• Activity
Filter these entries down to the lines that hold the word "cylinder", and show each of them.

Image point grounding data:
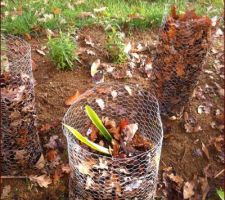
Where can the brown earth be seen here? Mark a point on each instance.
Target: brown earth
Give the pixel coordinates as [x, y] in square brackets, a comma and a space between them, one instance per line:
[53, 87]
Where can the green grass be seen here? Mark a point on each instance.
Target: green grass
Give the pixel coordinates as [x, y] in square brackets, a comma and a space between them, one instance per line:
[62, 51]
[115, 46]
[118, 12]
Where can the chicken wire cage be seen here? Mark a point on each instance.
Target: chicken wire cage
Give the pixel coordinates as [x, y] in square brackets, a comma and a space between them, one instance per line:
[94, 176]
[20, 145]
[183, 44]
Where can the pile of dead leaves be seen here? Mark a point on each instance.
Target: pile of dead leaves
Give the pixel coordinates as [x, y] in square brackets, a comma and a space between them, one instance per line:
[126, 142]
[20, 143]
[184, 41]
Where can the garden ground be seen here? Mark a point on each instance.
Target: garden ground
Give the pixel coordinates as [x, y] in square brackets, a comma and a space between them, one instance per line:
[193, 158]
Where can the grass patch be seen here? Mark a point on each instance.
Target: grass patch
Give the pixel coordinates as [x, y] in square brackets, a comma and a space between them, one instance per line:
[62, 51]
[115, 46]
[26, 16]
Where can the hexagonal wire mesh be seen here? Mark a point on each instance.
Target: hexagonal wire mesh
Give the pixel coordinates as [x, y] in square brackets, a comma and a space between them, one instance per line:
[96, 176]
[20, 146]
[182, 49]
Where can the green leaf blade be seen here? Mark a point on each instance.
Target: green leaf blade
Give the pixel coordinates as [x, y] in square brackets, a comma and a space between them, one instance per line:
[86, 141]
[220, 193]
[98, 123]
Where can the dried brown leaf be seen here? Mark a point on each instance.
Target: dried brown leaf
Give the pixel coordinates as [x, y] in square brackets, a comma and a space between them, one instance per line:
[72, 99]
[42, 181]
[205, 150]
[188, 190]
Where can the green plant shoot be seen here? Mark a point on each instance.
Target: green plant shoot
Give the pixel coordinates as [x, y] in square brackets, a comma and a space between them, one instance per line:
[86, 141]
[98, 123]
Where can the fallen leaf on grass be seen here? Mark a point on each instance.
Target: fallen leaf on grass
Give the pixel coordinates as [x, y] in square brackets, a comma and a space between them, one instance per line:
[127, 48]
[42, 181]
[204, 187]
[56, 11]
[27, 36]
[188, 190]
[94, 67]
[51, 155]
[45, 128]
[72, 99]
[98, 10]
[66, 168]
[41, 52]
[114, 94]
[205, 150]
[203, 109]
[34, 65]
[53, 142]
[135, 16]
[89, 41]
[57, 176]
[128, 89]
[180, 70]
[79, 2]
[177, 179]
[5, 192]
[83, 15]
[40, 163]
[90, 52]
[123, 123]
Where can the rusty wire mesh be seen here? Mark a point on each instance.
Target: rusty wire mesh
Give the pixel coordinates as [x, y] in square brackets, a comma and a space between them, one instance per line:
[96, 176]
[20, 146]
[183, 45]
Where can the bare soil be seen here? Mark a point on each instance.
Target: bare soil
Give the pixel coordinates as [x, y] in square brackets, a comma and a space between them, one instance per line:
[53, 87]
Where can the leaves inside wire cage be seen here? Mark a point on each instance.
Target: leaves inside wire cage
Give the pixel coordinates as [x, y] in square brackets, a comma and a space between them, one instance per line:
[98, 123]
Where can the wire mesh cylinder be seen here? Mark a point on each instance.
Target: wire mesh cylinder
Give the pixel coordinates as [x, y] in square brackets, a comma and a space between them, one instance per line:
[96, 176]
[20, 146]
[183, 43]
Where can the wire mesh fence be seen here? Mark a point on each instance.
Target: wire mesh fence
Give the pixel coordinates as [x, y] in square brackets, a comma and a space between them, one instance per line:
[96, 176]
[20, 146]
[183, 44]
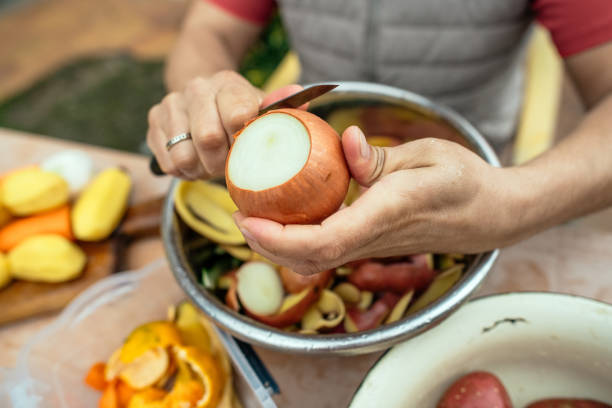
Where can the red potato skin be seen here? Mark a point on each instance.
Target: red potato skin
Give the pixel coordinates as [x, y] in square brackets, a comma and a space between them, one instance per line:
[375, 315]
[300, 199]
[294, 282]
[478, 389]
[400, 277]
[289, 316]
[568, 403]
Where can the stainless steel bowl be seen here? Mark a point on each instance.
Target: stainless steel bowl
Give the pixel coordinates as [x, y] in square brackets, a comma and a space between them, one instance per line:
[385, 111]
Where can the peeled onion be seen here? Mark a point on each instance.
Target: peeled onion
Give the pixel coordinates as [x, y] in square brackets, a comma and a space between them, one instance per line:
[75, 166]
[287, 166]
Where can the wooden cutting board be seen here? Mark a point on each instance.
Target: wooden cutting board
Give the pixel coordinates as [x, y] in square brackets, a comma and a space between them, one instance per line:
[23, 299]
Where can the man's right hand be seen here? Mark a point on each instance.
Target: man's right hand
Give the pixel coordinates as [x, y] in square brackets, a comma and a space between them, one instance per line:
[212, 110]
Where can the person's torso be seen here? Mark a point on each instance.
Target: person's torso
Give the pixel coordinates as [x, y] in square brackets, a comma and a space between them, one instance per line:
[464, 53]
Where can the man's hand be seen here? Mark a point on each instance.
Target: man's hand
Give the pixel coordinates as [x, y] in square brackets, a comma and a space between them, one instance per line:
[212, 110]
[426, 195]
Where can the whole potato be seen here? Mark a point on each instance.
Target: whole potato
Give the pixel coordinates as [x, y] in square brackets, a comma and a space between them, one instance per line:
[478, 389]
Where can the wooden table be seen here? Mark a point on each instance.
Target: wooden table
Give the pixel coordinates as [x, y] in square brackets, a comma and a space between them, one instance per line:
[573, 258]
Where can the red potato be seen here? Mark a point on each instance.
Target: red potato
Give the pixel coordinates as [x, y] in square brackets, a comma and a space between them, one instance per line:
[359, 320]
[294, 282]
[568, 403]
[478, 389]
[293, 308]
[400, 277]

• Result of the task
Where can the wire mesh cylinder be seen here? Mark a point on each instance.
Target: wire mesh cylinder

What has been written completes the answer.